### Directions
Copy exactly the line that contains "Where can the dry" plus all remaining lines of the data, and leave out every line before it.

### Entries taken from a collection
|---|

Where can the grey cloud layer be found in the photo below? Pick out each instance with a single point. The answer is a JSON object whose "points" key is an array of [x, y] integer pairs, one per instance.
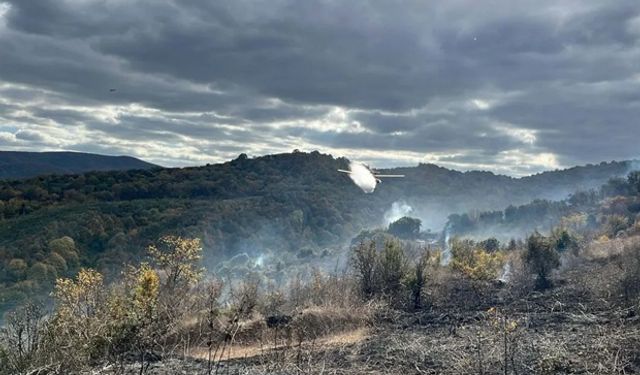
{"points": [[471, 84]]}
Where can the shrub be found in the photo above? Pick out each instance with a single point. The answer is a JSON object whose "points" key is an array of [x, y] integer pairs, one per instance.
{"points": [[541, 258], [364, 261], [475, 263]]}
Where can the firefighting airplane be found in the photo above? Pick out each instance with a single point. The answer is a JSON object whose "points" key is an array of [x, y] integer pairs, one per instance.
{"points": [[365, 177]]}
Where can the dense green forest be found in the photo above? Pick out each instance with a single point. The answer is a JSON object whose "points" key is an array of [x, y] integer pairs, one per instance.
{"points": [[21, 164], [614, 206], [288, 204]]}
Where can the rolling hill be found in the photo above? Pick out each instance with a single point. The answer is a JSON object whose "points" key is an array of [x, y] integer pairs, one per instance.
{"points": [[289, 208], [20, 164]]}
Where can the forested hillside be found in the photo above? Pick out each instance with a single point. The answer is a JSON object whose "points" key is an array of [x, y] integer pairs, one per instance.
{"points": [[18, 164], [292, 206]]}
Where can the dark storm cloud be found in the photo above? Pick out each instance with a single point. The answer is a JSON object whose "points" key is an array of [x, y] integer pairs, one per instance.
{"points": [[498, 79]]}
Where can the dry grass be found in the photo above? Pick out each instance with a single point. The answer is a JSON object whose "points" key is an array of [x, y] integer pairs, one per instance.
{"points": [[260, 349]]}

|---|

### Result of this exercise
Where can the dry grass be found in the photo above? Pick out each instance with a single point. The answer is a JSON object whose "points" key is an array of [x, y] integer pairs, one per instance.
{"points": [[260, 349]]}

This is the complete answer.